• WORK REQUIRED: Locate every line in the listing below that contains the word "just", and copy each such line in full.

• RECORDS FOR THE EXERCISE:
((
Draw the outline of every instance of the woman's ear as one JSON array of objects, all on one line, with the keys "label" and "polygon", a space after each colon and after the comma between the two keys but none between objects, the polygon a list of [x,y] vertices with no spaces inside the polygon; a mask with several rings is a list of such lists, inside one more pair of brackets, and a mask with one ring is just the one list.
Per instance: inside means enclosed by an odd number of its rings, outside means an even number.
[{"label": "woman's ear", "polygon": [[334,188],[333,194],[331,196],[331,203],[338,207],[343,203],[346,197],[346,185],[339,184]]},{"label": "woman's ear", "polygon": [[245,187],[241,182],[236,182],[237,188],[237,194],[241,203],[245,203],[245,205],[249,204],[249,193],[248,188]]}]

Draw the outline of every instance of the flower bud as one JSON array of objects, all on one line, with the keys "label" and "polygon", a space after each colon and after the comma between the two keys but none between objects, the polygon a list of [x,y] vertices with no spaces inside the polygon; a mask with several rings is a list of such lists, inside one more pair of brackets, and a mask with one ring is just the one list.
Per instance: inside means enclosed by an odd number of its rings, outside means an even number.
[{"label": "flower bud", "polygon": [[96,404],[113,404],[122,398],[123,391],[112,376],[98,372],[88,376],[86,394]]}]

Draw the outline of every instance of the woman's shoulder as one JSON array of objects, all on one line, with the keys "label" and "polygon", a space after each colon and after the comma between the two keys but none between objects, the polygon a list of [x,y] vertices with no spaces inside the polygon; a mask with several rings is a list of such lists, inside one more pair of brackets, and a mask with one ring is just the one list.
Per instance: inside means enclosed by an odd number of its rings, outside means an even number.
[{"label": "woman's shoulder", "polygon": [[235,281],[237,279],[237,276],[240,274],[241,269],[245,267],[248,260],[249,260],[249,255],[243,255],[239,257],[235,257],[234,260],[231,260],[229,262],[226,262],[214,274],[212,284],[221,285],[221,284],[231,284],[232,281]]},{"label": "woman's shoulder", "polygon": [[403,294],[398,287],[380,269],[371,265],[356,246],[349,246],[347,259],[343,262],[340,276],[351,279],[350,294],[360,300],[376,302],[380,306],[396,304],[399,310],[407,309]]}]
))
• THE REPLY:
Draw the outline of every instance of the woman's ear as one JSON array of objects, all on one line, with the keys "label" and "polygon", a space after each colon and after the comma between the two keys but none between objects, the polygon a list of [x,y] vertices with no spaces inside the polygon; a mask with several rings is a list of such lists, inside one more pair of brackets, and a mask with one ring is just the one list.
Draw the outline of every instance of the flower bud as one JSON array of objects, all on one line, with the keys "label" and "polygon", a space after each colon and after the comma between the two keys but none between objects, the polygon a list of [x,y] vertices with no spaces inside the polygon; a mask with several rings is a list of such lists, inside one more pair of brackets, and a mask with one ring is just the one list.
Draw the outline of every instance of the woman's shoulder as one JSON array of objects, all on one line, with the keys "label" and "polygon", a space after each colon and after the comma between the two keys but none between objects, the polygon a list of [x,y] vertices with no spaces inside the polygon; a mask with several rings is a list of such lists, inside one more pair of brackets, and a mask with one ring is just the one list.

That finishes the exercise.